### WHAT THE TASK ASKS
In the material below, repeat only the lines from the one that holds "Annotation guideline: for each instance of the white" through the final line, exactly as they stand.

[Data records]
════════════════
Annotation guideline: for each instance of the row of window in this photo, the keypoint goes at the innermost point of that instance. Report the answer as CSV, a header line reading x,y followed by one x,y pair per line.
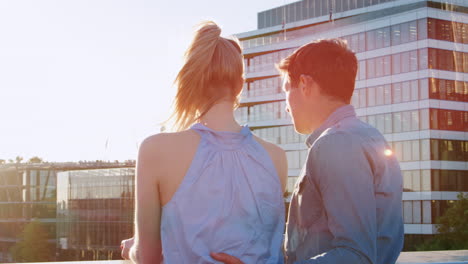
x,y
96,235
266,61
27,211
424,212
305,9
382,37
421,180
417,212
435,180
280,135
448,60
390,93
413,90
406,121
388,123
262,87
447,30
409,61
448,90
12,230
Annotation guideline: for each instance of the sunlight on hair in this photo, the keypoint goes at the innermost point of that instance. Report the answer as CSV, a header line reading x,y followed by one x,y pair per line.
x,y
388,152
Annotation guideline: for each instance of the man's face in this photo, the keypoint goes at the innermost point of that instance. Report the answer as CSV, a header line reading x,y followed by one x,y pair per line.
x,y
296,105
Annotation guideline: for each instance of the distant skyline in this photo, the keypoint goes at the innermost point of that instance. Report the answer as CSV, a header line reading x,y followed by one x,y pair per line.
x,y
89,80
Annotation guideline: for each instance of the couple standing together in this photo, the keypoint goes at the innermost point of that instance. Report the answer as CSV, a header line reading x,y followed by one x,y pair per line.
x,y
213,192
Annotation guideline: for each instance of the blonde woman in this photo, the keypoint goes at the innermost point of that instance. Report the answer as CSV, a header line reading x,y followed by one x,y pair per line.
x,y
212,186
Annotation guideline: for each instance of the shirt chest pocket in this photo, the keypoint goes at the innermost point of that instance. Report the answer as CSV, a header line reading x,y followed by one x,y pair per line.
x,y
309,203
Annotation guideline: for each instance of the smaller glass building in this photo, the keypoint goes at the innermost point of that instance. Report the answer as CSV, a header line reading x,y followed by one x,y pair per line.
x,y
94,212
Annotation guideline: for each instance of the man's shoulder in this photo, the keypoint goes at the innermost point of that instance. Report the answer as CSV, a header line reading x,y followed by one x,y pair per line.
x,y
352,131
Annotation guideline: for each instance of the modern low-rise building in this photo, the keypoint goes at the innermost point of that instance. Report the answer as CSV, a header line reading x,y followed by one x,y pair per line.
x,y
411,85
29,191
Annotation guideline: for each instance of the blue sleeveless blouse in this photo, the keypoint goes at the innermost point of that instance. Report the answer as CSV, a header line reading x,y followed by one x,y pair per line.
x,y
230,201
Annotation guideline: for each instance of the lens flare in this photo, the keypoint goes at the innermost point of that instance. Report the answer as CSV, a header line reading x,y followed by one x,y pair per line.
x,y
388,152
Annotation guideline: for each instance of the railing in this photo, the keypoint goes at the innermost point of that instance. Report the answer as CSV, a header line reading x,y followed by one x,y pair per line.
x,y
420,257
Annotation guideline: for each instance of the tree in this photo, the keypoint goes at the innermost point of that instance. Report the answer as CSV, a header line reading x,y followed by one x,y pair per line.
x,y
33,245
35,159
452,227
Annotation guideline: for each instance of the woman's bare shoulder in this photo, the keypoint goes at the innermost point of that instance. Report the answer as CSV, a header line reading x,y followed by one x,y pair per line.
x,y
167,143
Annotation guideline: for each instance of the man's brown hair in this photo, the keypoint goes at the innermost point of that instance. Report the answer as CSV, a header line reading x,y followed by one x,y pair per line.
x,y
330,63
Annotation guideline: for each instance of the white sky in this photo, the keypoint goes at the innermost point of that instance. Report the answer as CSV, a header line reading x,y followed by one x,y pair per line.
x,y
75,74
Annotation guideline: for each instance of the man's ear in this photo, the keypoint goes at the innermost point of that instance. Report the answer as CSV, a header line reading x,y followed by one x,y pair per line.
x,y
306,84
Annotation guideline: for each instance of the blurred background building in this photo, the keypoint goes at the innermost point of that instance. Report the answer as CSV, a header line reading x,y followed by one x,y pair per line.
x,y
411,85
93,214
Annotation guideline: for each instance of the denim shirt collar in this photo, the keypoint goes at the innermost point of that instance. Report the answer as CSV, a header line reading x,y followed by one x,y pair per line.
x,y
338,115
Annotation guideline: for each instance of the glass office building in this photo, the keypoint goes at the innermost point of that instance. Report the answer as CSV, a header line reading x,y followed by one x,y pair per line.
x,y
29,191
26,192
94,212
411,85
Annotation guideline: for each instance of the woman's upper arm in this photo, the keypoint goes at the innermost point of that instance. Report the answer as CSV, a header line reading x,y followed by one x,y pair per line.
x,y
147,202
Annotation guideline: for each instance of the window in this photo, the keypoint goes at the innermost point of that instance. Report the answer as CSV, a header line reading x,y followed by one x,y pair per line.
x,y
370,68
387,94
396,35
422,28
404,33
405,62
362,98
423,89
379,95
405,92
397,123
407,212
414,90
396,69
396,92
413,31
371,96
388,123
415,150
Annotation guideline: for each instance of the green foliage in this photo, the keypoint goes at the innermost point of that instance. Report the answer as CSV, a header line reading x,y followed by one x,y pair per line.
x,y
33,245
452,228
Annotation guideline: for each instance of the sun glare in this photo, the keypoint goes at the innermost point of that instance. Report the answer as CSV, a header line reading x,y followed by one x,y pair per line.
════════════════
### THE RESPONSE
Annotation guideline: for each instance of the white sky in this photo, the keypoint goes at the innermost point of that instance. Report the answer as CSV, a header line reading x,y followed by one x,y pair per line.
x,y
75,74
Annotation guideline: for each instance of the man's ear in this photo, the keypoint goes at the innermost point of that instance. Report the answer as CSV, a header line reading x,y followed by one x,y pair per line.
x,y
306,84
Annotation guideline: for each instance of the blurred background building in this photo, the keypoint goes at the innermost point of that instance. Report the answer as CSV, a header line reading x,y followed by one x,y pair per line.
x,y
411,85
93,214
Annotation guideline: for each instance of the denim shirt collar in this photo, the keypoint goes at the innermost point of that instance. Report the answer as CSV, a header line reading x,y followed by one x,y pair per line.
x,y
338,115
Annotation guideline: for each instance of the glass office building in this photo, the keypoint goes at the innermost point of that instance. Report the answer as CSV, a header line reading x,y followed by one x,y pair per line.
x,y
29,191
26,192
94,212
411,85
Annotation guideline: for each instance of the woman's upper arm in this photo, the keypoint goes at the innermost point of that instance. Report the answer as CSV, a header line reading x,y followed by one x,y pair per line.
x,y
147,202
Annotation guideline: for each instance of the window in this photo, the keypoint goes at the innermost point of that instance. Report the answer as CSV, a header line reading x,y followed by one x,y pair per line.
x,y
370,68
387,94
396,35
422,28
404,33
405,62
362,98
423,89
379,95
405,92
397,123
407,212
414,90
396,69
396,92
413,31
371,96
388,123
415,150
Annotation guideline: for each instance of the green foliage in this photo, the keypoint goes at the innermost point of that instance. Report the answer as CSV, a header line reading x,y followed by one x,y pair per line.
x,y
33,245
452,228
Annotation guideline: for each instance of the sun glare in this photo, the keypoint goes at the innermost point of that instance. Report the answer as CSV, a header line reading x,y followed by one x,y pair per line.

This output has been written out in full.